TASK: Would it be possible to quote, exactly and in full, the lines from the one with "Exercise. Pin every instance of the blue plastic crate" through the end of the entries below?

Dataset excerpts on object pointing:
• • • • • • •

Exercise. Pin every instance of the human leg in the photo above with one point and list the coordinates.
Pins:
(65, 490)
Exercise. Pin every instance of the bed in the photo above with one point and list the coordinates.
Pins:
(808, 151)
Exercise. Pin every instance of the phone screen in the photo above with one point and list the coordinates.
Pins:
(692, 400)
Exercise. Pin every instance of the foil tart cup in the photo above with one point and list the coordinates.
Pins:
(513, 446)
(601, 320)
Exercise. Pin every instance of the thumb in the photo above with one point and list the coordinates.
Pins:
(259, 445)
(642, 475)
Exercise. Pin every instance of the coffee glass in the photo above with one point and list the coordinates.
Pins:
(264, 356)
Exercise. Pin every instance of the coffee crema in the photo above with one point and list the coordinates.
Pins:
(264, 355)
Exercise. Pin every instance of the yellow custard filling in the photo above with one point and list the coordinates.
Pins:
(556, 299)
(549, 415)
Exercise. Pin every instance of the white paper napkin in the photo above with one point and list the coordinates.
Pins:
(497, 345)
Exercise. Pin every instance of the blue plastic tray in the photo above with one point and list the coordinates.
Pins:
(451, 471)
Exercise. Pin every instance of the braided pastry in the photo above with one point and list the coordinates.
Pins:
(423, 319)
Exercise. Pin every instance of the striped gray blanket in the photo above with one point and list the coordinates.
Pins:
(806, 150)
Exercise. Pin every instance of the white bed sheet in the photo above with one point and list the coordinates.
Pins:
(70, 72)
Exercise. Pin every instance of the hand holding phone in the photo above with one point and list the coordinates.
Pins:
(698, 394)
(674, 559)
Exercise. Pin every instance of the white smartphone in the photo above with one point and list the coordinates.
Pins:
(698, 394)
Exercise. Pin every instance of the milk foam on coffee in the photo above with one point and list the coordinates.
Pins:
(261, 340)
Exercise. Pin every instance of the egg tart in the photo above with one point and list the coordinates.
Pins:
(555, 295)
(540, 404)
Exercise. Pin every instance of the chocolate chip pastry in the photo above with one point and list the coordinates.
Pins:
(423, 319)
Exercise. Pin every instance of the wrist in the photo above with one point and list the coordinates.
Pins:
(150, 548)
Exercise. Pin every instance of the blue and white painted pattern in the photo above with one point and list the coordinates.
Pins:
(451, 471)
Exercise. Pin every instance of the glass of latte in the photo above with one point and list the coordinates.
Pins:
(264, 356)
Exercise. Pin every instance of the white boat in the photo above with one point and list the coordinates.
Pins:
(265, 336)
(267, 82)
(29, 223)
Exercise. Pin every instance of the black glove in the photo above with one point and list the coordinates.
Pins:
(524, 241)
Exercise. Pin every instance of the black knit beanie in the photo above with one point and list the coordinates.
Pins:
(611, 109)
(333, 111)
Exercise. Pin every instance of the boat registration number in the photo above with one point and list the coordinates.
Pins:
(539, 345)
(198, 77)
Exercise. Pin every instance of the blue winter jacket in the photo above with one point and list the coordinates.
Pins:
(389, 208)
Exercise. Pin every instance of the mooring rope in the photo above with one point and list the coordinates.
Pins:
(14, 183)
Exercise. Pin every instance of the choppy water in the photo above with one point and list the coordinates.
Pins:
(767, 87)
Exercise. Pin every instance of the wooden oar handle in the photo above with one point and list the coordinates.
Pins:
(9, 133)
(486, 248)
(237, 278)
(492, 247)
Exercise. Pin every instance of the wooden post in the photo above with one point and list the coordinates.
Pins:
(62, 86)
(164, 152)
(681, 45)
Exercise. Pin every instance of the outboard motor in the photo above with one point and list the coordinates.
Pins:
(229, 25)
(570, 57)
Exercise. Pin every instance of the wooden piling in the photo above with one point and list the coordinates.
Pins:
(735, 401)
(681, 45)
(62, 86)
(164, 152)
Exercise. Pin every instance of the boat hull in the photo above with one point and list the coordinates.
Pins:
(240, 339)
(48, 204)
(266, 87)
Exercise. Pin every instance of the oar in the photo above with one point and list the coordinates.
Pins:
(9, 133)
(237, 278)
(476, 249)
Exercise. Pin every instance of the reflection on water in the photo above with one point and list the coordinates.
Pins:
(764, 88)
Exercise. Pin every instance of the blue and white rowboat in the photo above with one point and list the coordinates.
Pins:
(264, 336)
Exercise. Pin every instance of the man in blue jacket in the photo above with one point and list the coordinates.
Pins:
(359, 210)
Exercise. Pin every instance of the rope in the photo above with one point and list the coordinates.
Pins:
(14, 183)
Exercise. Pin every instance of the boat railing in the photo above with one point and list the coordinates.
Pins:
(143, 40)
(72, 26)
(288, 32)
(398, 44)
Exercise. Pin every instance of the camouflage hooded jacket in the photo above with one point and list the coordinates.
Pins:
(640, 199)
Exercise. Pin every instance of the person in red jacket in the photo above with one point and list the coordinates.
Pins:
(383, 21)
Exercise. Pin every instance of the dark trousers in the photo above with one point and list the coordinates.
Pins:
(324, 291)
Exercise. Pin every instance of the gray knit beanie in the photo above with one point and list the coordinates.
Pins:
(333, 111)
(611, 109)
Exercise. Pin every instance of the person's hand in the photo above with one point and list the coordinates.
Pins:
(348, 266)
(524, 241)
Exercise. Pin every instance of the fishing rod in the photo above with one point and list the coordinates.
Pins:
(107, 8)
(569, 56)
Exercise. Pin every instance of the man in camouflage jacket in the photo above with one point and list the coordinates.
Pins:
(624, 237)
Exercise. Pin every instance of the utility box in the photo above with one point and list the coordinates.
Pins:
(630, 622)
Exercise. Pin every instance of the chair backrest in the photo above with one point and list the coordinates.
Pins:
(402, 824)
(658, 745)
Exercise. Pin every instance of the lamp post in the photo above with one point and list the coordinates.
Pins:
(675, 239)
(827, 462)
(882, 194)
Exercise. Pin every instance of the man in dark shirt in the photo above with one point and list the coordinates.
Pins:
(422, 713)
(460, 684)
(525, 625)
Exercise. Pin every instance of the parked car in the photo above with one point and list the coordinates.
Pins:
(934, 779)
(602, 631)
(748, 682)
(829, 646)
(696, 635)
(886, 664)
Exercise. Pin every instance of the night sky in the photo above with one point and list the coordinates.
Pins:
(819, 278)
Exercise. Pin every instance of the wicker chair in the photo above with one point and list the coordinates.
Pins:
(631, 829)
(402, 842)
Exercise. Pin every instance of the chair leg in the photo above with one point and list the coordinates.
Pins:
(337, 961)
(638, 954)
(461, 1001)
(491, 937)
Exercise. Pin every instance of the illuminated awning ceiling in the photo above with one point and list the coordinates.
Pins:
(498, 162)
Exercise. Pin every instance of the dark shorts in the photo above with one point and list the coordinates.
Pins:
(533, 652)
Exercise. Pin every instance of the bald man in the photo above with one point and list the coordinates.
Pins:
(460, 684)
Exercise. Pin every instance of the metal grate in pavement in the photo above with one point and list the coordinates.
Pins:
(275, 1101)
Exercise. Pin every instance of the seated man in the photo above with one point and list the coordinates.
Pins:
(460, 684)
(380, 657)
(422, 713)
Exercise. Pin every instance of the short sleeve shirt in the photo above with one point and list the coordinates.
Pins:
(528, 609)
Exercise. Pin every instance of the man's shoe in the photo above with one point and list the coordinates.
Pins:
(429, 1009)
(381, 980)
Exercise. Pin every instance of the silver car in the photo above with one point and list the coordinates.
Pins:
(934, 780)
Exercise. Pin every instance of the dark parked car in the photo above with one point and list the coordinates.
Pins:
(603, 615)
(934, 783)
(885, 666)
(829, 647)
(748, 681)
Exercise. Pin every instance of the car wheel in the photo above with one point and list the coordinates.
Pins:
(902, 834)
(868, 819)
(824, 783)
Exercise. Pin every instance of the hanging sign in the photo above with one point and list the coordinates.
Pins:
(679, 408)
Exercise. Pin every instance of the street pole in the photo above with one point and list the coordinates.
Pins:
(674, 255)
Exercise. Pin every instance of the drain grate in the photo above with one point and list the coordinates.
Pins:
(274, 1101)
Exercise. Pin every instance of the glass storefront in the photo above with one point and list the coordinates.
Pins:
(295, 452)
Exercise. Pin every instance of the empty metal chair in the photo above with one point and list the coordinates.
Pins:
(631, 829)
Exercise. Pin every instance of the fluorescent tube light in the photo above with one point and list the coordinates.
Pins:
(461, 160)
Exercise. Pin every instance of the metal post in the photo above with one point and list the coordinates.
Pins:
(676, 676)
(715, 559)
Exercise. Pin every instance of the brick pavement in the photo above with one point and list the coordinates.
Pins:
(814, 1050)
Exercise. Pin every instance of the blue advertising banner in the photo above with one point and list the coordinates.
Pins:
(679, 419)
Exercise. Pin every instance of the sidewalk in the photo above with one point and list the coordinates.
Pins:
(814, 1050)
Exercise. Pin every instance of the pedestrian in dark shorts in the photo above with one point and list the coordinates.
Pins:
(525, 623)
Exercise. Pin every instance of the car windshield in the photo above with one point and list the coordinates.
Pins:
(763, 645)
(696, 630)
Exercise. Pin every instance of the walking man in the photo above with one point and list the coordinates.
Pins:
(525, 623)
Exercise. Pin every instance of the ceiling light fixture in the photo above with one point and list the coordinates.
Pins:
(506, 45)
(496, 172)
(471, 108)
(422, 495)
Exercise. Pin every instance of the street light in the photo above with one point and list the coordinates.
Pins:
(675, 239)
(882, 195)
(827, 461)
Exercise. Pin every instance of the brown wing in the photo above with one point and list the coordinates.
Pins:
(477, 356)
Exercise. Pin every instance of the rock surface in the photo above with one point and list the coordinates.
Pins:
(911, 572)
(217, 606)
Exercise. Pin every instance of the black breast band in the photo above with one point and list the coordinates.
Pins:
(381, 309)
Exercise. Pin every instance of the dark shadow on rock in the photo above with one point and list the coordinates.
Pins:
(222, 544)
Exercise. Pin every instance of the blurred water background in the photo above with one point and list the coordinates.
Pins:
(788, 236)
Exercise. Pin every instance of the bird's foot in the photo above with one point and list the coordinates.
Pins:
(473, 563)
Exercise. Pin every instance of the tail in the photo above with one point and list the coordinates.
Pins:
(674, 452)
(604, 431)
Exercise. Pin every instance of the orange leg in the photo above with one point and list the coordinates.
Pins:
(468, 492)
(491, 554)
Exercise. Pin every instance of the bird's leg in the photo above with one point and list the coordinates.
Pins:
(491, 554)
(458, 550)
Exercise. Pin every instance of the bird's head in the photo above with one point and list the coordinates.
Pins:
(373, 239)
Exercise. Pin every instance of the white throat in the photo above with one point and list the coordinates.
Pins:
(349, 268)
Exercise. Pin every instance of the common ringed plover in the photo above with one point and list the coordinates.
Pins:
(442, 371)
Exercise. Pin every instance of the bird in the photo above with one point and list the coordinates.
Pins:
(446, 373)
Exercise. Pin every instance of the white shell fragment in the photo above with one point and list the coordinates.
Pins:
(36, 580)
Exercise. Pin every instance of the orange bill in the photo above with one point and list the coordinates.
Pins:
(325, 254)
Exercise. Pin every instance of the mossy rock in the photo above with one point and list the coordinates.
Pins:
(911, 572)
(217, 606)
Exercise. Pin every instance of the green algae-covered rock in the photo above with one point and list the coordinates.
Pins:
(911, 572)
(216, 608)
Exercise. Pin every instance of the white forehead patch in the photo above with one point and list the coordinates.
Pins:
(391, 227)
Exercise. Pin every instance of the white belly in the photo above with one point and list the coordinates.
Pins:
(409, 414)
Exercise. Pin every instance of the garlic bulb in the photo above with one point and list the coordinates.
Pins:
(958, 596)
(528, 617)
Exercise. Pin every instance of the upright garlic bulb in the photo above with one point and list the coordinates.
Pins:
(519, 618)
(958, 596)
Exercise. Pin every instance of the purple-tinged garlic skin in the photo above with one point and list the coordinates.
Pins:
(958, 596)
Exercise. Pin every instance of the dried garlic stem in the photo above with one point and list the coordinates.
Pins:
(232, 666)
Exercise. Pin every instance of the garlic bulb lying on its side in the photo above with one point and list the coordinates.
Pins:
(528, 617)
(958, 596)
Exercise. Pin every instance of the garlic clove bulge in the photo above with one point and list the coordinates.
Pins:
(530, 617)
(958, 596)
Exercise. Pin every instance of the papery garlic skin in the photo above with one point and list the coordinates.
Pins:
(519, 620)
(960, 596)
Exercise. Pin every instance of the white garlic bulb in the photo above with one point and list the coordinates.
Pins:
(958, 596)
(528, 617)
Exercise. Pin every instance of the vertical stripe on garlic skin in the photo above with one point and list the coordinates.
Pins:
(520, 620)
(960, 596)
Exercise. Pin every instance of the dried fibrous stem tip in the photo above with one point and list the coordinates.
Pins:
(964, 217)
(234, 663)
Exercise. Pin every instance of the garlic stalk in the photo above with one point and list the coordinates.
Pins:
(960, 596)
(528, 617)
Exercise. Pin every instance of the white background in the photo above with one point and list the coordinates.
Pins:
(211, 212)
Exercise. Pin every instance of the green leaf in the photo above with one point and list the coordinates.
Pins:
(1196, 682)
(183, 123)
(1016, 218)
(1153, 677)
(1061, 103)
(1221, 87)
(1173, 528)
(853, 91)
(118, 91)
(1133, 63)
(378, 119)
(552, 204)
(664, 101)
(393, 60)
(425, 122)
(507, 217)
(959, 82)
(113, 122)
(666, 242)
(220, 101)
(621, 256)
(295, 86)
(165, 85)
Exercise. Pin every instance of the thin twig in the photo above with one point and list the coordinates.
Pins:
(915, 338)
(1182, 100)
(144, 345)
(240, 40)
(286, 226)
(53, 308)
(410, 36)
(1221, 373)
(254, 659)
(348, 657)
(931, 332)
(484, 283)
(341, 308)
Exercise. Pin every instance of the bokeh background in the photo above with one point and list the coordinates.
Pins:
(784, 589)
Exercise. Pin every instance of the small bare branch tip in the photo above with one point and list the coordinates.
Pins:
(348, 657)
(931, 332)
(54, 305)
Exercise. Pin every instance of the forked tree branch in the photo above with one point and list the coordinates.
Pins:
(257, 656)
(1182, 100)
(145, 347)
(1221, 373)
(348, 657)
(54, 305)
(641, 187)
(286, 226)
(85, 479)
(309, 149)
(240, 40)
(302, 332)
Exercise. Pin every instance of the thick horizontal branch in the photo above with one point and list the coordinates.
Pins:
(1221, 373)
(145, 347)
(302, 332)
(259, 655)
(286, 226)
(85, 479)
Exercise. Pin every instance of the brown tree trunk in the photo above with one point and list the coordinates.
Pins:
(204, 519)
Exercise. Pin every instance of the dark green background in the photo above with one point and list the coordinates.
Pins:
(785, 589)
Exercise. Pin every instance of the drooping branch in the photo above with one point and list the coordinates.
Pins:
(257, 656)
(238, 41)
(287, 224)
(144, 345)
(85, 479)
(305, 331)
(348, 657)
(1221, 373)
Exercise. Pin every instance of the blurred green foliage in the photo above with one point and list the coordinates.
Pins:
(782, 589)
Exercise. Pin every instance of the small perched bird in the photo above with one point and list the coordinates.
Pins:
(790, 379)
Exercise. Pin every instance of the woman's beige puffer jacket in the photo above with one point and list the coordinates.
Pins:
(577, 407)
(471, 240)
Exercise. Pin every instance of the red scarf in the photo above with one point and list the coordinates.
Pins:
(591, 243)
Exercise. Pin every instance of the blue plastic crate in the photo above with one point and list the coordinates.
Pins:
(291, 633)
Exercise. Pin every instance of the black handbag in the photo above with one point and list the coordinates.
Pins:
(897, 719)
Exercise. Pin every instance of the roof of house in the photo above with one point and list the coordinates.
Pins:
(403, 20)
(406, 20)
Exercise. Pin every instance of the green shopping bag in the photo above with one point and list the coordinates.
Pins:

• • • • • • •

CORRECT RESULT:
Exercise. Pin every instance of the blue plastic crate in the photo above with one point and list the coordinates.
Pins:
(291, 633)
Exercise. Pin every instance of the black handbag in the photo above with one point and list the coordinates.
Pins:
(897, 719)
Exercise. Pin every instance of the roof of house in the photo above with one point and list the coordinates.
Pins:
(403, 20)
(406, 20)
Exercise. Pin every instance of the green shopping bag in the photo above with one point and list the coordinates.
Pins:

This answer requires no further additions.